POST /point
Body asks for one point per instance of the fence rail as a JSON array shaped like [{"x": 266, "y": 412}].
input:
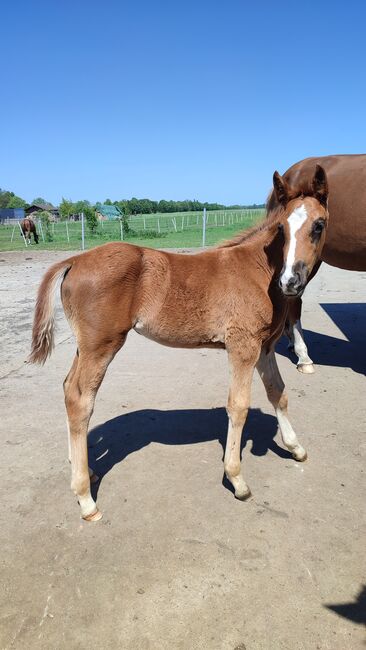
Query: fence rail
[{"x": 175, "y": 230}]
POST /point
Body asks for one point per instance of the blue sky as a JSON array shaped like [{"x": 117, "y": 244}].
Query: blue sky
[{"x": 172, "y": 99}]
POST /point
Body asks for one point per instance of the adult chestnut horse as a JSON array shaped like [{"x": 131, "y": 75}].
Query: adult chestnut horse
[
  {"x": 28, "y": 227},
  {"x": 345, "y": 242},
  {"x": 234, "y": 297}
]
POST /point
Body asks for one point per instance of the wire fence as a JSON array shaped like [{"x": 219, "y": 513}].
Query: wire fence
[{"x": 162, "y": 230}]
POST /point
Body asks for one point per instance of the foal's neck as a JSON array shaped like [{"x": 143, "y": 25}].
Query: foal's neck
[{"x": 267, "y": 248}]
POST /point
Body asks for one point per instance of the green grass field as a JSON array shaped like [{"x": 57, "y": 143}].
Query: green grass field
[{"x": 173, "y": 230}]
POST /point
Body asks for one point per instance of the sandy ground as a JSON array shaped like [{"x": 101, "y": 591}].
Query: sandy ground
[{"x": 177, "y": 562}]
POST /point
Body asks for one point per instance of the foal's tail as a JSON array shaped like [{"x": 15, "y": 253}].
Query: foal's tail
[{"x": 44, "y": 320}]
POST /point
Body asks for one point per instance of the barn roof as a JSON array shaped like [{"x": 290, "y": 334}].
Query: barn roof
[
  {"x": 108, "y": 211},
  {"x": 41, "y": 206}
]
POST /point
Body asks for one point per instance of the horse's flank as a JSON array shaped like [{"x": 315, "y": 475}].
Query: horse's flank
[{"x": 177, "y": 300}]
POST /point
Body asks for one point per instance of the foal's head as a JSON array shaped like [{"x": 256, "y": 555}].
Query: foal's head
[{"x": 304, "y": 220}]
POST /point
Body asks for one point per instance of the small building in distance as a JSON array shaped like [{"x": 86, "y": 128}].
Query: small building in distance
[
  {"x": 11, "y": 214},
  {"x": 107, "y": 212},
  {"x": 42, "y": 207}
]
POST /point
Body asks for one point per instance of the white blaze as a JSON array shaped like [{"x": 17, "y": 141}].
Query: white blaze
[{"x": 296, "y": 219}]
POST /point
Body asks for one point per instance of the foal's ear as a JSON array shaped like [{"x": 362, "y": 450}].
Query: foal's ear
[
  {"x": 320, "y": 186},
  {"x": 281, "y": 189}
]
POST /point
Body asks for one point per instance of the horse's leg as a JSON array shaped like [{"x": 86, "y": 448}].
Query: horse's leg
[
  {"x": 237, "y": 409},
  {"x": 295, "y": 334},
  {"x": 93, "y": 477},
  {"x": 80, "y": 391},
  {"x": 275, "y": 389}
]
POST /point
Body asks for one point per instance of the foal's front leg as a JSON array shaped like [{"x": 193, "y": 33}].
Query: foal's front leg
[
  {"x": 275, "y": 388},
  {"x": 237, "y": 410}
]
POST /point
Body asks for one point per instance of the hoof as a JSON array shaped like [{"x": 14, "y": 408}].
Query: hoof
[
  {"x": 300, "y": 456},
  {"x": 243, "y": 495},
  {"x": 306, "y": 368},
  {"x": 94, "y": 516}
]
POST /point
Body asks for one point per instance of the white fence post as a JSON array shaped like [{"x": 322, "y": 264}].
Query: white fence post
[
  {"x": 82, "y": 232},
  {"x": 41, "y": 228},
  {"x": 25, "y": 241},
  {"x": 204, "y": 228}
]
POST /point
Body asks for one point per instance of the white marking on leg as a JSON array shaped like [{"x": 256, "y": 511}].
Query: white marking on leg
[
  {"x": 299, "y": 345},
  {"x": 296, "y": 219},
  {"x": 289, "y": 436}
]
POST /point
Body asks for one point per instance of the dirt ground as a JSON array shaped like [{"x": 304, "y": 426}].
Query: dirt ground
[{"x": 177, "y": 562}]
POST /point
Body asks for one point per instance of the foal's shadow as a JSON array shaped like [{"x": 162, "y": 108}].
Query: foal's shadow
[{"x": 112, "y": 441}]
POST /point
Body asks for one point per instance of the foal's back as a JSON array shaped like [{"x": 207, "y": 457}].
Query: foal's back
[{"x": 178, "y": 300}]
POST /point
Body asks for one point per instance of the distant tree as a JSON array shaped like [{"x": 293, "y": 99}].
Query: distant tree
[
  {"x": 16, "y": 202},
  {"x": 39, "y": 200},
  {"x": 66, "y": 209},
  {"x": 5, "y": 197}
]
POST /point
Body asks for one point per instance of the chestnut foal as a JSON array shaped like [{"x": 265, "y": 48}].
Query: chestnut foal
[{"x": 234, "y": 296}]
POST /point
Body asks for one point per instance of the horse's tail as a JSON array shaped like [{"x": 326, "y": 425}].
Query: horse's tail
[{"x": 44, "y": 320}]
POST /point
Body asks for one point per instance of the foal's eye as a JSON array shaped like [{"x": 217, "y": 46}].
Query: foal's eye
[{"x": 318, "y": 227}]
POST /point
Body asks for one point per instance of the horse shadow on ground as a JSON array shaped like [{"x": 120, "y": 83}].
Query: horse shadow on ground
[
  {"x": 114, "y": 440},
  {"x": 356, "y": 611},
  {"x": 325, "y": 350}
]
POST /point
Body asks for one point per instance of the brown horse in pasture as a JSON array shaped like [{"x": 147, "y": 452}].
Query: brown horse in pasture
[
  {"x": 28, "y": 228},
  {"x": 345, "y": 241},
  {"x": 234, "y": 296}
]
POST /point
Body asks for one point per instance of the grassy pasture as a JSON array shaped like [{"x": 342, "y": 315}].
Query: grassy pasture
[{"x": 168, "y": 230}]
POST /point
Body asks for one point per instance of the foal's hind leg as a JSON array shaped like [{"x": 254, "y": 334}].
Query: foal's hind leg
[
  {"x": 275, "y": 388},
  {"x": 93, "y": 477},
  {"x": 80, "y": 391},
  {"x": 237, "y": 410}
]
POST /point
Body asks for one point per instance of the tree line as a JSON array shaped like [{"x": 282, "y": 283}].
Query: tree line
[{"x": 127, "y": 206}]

= = = = =

**YOUR ASSIGNMENT**
When a record holds a picture, leave that picture out; copy the rest verbatim.

**TASK SOLUTION**
POST /point
Body asks for one point per instance of the fence rail as a JSON array shaped like [{"x": 266, "y": 412}].
input:
Query: fence rail
[{"x": 175, "y": 230}]
POST /point
Body asks for one point per instance of the blue sky as a JSON array shaped like [{"x": 117, "y": 244}].
Query: blue sky
[{"x": 172, "y": 99}]
POST /point
Body asks for one point per instance of the adult chestnut horse as a JSON array shaped like [{"x": 131, "y": 75}].
Query: adult chestnut horse
[
  {"x": 28, "y": 227},
  {"x": 345, "y": 242},
  {"x": 234, "y": 297}
]
POST /point
Body asks for one point per instance of the wire fence as a JSON array shaped like [{"x": 219, "y": 513}].
Query: wire fence
[{"x": 162, "y": 230}]
POST /point
Body asks for one point per instance of the foal's neck as a JSON array shaped like [{"x": 143, "y": 25}].
Query: foal's neck
[{"x": 267, "y": 248}]
POST /point
Body asks for one point per instance of the green grass field as a JSON array shaped like [{"x": 57, "y": 143}].
Query: green grass field
[{"x": 173, "y": 230}]
POST /point
Body asks for one point per instance of the sandy ground as a JSON array shaped like [{"x": 101, "y": 591}].
Query: sandy ground
[{"x": 177, "y": 562}]
POST /point
Body asks for one point per instance of the foal's tail as a JSON array shaped like [{"x": 15, "y": 253}].
Query: foal's tail
[{"x": 44, "y": 320}]
POST /point
Body asks for one point per instance of the barn roof as a JSON array shaped like [{"x": 290, "y": 334}].
Query: barn roof
[
  {"x": 108, "y": 211},
  {"x": 41, "y": 206}
]
POST /point
Body asks for one point per instance of the horse's flank as a JSON array shaped like [{"x": 315, "y": 475}].
Query: horse's flank
[{"x": 177, "y": 300}]
POST /point
Body asks for one point per instance of the foal's head as a JSON array shaped like [{"x": 256, "y": 555}].
Query: foal's head
[{"x": 304, "y": 220}]
POST /point
Body asks for one point per instance of the small building in distance as a JSON array shaped like [{"x": 86, "y": 128}].
Query: small building in distance
[
  {"x": 11, "y": 214},
  {"x": 107, "y": 212},
  {"x": 42, "y": 207}
]
POST /point
Body asks for one point per instance of the white blaze as a JSON array shaped like [{"x": 17, "y": 141}].
Query: white blaze
[{"x": 296, "y": 219}]
POST /point
Body asks for one point per instance of the foal's ear as a JSON array shaped like [{"x": 362, "y": 450}].
Query: foal's ear
[
  {"x": 320, "y": 186},
  {"x": 281, "y": 189}
]
POST /point
Body asks for one point per instance of the horse's leg as a JSON array shaped like [{"x": 86, "y": 448}].
Query: horse's leg
[
  {"x": 237, "y": 409},
  {"x": 295, "y": 334},
  {"x": 93, "y": 477},
  {"x": 80, "y": 391},
  {"x": 275, "y": 389}
]
POST /point
Body asks for one point per instance of the foal's front leg as a JSON array shaped like [{"x": 193, "y": 33}].
Query: foal's front leg
[
  {"x": 275, "y": 388},
  {"x": 237, "y": 410}
]
POST /point
Body asks for one point per instance of the hoof as a JSON array shaped like [{"x": 14, "y": 408}].
Query: hoof
[
  {"x": 300, "y": 456},
  {"x": 243, "y": 495},
  {"x": 306, "y": 368},
  {"x": 94, "y": 516}
]
POST /point
Body asks for one point per instance of the white fence post as a JSON array shaped like [{"x": 322, "y": 264}].
Query: white fence post
[
  {"x": 82, "y": 232},
  {"x": 41, "y": 228},
  {"x": 25, "y": 241},
  {"x": 204, "y": 228}
]
POST /point
Body asks for one point per instance of the white marking on leg as a JSON array shaped like [{"x": 256, "y": 511}].
Query: white marking on leg
[
  {"x": 299, "y": 345},
  {"x": 296, "y": 219},
  {"x": 289, "y": 436}
]
POST /point
Body asks for one point per instance of the dirt ground as a JSON array shaped like [{"x": 304, "y": 426}].
Query: dirt ground
[{"x": 177, "y": 562}]
POST /point
Body asks for one point per instance of the foal's shadow as a JSON array shaped like [{"x": 162, "y": 108}].
Query: foal's shadow
[{"x": 112, "y": 441}]
POST /point
Body asks for one point per instance of the foal's back as a JSON array shaped like [{"x": 207, "y": 457}].
Query: foal's back
[{"x": 178, "y": 300}]
POST /point
Body asks for one point per instance of the distant tree as a JSON array shaped like [{"x": 293, "y": 99}].
Query: distant tree
[
  {"x": 16, "y": 202},
  {"x": 39, "y": 200},
  {"x": 66, "y": 209},
  {"x": 5, "y": 197}
]
POST /point
Body asks for one point per instance of the chestnut foal as a JSON array shaped like [{"x": 265, "y": 48}].
Query: chestnut foal
[{"x": 234, "y": 296}]
POST /point
Body asks for one point per instance of the horse's tail as a JSON array shaped like [{"x": 326, "y": 425}].
Query: horse's tail
[{"x": 44, "y": 320}]
POST /point
Body asks for one point per instance of the foal's eye as a JSON array shaped like [{"x": 217, "y": 46}].
Query: foal's eye
[{"x": 318, "y": 227}]
POST /point
Body asks for one point per instance of the horse shadow on ground as a JSON array shaped like [{"x": 120, "y": 83}].
Query: horse shadow on ground
[
  {"x": 114, "y": 440},
  {"x": 356, "y": 611},
  {"x": 325, "y": 350}
]
POST /point
Body asks for one point per instance of the brown horse in pasture as a JSON array shaped like [{"x": 147, "y": 452}].
Query: brown horse in pasture
[
  {"x": 28, "y": 228},
  {"x": 345, "y": 241},
  {"x": 234, "y": 296}
]
POST /point
Body asks for one point per instance of the grassy pasture as a JSON array shaped like [{"x": 342, "y": 315}].
Query: grassy pasture
[{"x": 168, "y": 230}]
POST /point
Body asks for one point per instance of the foal's hind leg as a JSON array shaped like [{"x": 254, "y": 334}].
Query: foal's hind leg
[
  {"x": 275, "y": 388},
  {"x": 93, "y": 477},
  {"x": 80, "y": 391},
  {"x": 237, "y": 410}
]
POST /point
Body asks for one point per instance of the tree line as a JSON array shaped like [{"x": 282, "y": 283}].
Query: tree line
[{"x": 127, "y": 206}]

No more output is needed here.